What the task asks:
Rewrite the records from the line with "Pinpoint basketball player" through the end of the records, replacing "precision sprayer" with "spot sprayer" and leaving everything else unchanged.

Data section:
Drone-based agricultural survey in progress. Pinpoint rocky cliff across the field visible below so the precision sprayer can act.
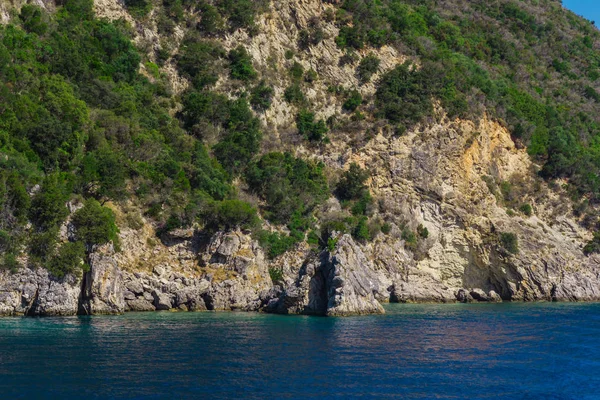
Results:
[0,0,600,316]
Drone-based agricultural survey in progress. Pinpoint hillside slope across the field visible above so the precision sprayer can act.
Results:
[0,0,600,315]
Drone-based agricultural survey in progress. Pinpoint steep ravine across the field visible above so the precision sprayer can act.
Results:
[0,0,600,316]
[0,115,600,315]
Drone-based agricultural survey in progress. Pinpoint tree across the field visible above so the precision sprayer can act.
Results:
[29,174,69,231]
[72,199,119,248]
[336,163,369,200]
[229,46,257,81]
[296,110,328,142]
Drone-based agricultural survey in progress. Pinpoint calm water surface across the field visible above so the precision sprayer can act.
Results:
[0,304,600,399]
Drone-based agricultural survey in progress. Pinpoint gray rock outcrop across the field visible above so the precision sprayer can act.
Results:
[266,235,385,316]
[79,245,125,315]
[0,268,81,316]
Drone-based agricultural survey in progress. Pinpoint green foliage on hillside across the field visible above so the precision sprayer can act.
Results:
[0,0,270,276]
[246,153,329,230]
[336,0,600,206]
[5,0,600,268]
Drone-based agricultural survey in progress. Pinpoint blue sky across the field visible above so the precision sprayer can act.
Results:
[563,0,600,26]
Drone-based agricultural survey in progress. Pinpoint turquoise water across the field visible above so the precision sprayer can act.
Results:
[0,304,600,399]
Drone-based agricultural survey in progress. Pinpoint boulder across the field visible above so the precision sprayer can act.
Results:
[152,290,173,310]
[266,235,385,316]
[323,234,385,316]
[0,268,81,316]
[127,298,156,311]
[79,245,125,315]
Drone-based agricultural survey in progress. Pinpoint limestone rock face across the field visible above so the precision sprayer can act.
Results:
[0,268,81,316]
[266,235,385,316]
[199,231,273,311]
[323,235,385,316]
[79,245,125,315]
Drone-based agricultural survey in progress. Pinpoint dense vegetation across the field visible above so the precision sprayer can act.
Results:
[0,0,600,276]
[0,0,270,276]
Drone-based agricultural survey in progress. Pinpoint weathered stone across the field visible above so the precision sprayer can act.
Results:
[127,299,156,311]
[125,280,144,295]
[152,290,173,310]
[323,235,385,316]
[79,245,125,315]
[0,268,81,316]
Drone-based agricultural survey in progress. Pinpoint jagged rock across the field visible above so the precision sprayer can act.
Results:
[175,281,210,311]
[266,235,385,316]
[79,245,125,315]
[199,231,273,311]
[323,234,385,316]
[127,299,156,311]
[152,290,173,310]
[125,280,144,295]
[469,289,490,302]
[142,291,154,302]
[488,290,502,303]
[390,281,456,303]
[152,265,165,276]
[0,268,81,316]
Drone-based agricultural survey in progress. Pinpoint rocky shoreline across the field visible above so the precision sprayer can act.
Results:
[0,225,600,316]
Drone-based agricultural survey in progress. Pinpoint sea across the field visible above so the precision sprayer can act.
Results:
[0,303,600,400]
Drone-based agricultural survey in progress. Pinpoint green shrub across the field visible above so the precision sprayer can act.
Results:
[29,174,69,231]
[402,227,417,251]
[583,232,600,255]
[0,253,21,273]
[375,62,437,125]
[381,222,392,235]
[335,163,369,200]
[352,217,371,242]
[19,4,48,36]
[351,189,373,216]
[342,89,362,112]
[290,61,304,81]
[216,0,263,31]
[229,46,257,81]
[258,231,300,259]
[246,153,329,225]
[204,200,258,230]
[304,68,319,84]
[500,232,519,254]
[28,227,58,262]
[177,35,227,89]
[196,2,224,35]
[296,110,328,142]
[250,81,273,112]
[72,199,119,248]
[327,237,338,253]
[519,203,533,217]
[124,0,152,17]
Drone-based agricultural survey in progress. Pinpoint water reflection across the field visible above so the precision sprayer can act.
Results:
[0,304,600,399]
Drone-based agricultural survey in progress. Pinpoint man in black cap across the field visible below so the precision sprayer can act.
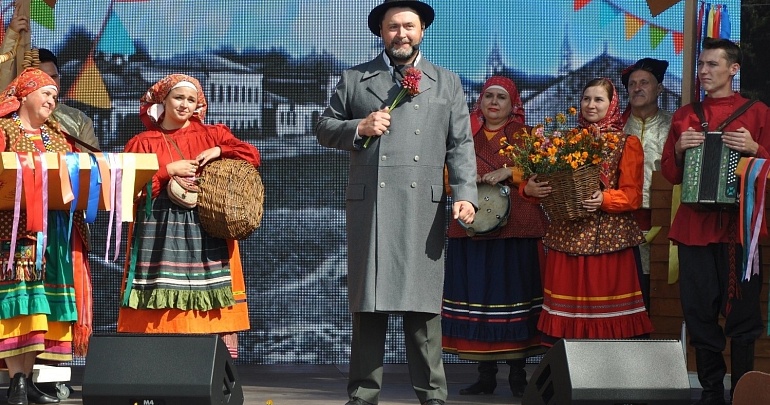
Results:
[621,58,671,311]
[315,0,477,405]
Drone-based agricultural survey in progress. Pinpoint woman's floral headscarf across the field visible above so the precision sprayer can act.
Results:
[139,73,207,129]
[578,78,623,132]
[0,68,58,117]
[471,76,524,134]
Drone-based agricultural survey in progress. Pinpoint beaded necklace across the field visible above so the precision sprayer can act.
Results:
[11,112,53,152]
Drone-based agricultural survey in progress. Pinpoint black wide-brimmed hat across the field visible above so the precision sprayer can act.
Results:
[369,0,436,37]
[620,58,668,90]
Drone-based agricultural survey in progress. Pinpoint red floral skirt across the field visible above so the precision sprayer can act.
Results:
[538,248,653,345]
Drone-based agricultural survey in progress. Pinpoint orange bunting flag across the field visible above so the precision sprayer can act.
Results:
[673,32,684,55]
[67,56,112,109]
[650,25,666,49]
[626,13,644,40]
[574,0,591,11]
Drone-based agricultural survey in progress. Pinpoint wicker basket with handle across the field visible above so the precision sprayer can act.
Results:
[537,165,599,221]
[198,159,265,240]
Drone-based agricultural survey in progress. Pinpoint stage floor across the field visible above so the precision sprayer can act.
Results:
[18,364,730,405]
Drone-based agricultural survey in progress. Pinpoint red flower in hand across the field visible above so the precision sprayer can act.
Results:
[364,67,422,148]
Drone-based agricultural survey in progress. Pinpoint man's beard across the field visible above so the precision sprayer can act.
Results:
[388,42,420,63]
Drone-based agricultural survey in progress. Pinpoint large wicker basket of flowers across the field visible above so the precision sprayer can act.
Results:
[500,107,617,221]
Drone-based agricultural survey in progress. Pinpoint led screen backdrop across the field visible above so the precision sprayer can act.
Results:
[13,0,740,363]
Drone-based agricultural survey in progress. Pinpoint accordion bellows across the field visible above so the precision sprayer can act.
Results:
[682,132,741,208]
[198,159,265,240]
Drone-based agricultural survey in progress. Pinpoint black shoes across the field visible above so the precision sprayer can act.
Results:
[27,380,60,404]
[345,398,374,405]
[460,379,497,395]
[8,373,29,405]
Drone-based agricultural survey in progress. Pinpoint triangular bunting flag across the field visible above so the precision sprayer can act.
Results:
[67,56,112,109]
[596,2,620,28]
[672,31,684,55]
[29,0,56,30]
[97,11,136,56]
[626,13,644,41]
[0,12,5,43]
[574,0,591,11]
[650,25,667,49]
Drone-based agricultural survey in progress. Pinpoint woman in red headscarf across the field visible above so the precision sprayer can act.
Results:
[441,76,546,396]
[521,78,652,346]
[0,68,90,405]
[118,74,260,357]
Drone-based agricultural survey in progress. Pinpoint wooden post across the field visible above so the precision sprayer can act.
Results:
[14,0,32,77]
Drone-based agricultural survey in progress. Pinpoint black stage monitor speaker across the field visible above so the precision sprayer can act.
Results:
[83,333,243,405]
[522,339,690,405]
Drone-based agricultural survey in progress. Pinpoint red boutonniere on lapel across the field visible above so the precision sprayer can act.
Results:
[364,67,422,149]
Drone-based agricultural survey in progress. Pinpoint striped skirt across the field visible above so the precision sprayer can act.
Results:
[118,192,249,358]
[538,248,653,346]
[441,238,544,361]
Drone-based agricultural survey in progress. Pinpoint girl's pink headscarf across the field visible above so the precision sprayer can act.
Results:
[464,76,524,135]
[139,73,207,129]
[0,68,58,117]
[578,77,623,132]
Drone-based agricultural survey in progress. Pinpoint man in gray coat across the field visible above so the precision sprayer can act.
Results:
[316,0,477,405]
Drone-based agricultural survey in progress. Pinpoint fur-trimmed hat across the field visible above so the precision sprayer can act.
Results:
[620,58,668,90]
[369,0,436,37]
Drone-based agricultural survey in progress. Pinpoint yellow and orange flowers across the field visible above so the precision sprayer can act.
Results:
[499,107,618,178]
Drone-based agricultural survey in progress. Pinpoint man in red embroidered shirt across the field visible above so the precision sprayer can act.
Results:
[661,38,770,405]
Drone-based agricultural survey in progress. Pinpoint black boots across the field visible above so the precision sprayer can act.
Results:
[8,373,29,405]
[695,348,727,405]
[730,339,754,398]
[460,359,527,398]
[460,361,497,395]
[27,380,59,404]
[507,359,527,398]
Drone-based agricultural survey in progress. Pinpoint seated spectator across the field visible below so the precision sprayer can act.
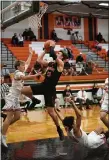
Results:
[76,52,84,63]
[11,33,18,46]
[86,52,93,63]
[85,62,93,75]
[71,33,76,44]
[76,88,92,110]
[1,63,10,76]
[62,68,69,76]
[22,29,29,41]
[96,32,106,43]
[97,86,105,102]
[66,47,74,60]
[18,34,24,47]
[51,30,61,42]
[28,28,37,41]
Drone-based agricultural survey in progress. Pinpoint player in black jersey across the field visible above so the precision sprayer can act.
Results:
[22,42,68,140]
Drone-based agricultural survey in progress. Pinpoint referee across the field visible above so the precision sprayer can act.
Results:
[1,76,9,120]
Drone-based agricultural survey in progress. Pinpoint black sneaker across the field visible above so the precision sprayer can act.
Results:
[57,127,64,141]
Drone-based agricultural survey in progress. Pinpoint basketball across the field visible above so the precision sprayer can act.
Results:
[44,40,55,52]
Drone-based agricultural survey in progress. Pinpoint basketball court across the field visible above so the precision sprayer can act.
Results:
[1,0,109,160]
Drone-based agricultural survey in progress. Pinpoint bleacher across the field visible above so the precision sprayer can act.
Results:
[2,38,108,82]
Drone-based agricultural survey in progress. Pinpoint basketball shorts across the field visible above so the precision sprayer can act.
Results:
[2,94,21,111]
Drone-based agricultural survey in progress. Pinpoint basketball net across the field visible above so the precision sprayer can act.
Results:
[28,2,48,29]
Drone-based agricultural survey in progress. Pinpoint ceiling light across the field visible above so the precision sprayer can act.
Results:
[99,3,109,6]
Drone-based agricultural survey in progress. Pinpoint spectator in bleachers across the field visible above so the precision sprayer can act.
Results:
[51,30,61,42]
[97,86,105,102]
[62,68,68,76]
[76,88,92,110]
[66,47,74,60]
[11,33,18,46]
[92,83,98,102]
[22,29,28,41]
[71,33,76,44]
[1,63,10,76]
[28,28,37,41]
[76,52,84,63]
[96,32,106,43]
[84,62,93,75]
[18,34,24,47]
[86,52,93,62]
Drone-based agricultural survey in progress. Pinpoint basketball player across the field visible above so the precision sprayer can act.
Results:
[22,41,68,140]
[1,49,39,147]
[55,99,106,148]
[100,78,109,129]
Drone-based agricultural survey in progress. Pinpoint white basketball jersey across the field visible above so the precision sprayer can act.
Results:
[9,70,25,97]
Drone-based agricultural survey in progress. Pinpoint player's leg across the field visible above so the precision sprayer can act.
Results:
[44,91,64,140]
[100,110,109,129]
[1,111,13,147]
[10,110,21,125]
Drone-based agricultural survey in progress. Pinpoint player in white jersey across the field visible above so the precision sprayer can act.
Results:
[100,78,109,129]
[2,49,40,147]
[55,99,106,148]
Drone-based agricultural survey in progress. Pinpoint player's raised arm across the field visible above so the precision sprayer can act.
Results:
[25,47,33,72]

Finished exercise:
Drone-based agricultural survey in progress. Pinpoint basketball player across the field visible above so the spot sprayer can act.
Results:
[22,41,68,140]
[1,49,39,147]
[55,99,106,148]
[100,78,109,129]
Drone-based agricultural survey in progress. Pinpoint white basketball jersey across the field visible above so the spot sprayer can act.
Results:
[9,70,25,97]
Drone-based agricultural survey in progress. Pinpoint player's leg across the field visible above so the spot sprayer can act.
Results:
[44,91,64,140]
[100,110,109,129]
[1,111,13,147]
[10,110,21,125]
Drone-based agricultural survey in progress. Pinpoint player in white jersey across the field visible above so the spot sprayer can act.
Results:
[100,78,109,129]
[2,49,40,147]
[55,99,106,148]
Drone-based agricultural survey in progress. Pinpoint player's raised arm across the field visible above so the spot sprayer can act.
Results:
[25,47,33,72]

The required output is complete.